(Entries supplied)

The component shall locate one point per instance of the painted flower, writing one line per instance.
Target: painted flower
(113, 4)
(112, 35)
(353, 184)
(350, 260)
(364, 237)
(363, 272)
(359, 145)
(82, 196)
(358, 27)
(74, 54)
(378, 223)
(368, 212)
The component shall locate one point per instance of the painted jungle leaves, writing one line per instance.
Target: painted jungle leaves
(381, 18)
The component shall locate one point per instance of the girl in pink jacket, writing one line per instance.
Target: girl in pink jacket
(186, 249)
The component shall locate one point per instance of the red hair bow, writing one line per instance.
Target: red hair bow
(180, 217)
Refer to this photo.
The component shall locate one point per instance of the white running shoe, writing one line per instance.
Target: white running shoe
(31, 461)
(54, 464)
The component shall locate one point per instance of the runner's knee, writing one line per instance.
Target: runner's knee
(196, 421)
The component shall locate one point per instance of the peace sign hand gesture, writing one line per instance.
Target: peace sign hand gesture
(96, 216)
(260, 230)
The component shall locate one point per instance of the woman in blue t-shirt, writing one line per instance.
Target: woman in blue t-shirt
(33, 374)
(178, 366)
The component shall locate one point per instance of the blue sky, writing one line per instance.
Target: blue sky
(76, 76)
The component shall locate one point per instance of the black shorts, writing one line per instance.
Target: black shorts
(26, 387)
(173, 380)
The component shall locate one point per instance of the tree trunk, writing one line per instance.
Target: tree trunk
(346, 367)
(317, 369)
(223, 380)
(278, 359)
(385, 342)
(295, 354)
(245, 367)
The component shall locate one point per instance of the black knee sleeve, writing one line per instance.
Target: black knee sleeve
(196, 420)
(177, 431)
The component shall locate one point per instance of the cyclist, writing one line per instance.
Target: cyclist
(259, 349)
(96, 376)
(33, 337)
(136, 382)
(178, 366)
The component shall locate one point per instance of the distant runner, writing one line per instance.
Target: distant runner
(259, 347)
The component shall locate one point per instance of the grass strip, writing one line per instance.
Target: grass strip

(End Entries supplied)

Your assignment: All lines from the one containing "Target: blue sky" through the end of the data, and no others, are to be given again word for word.

Written response:
Target: blue sky
(76, 76)
The component shall locate one point per instance of the black shorts, writing one line per instance.
Target: black shorts
(26, 387)
(173, 380)
The component shall locate one point per instance of the tree trunk, writing one line per instance.
Target: tree trunk
(346, 367)
(317, 369)
(223, 380)
(278, 359)
(385, 342)
(295, 354)
(245, 367)
The component shall locate one point per instance of the black knee sleeve, writing one line per instance.
Target: black knee sleeve
(196, 420)
(177, 431)
The component shall locate one point per instance of the cyclist, writing one line per instance.
Target: cyclist
(259, 349)
(96, 376)
(33, 337)
(136, 382)
(178, 366)
The component shall locate one point per instance of the distant runner, writing one line per instance.
Target: distant runner
(259, 347)
The component shall locate one point per instance of the grass strip, writing one line per instance.
Target: grass strip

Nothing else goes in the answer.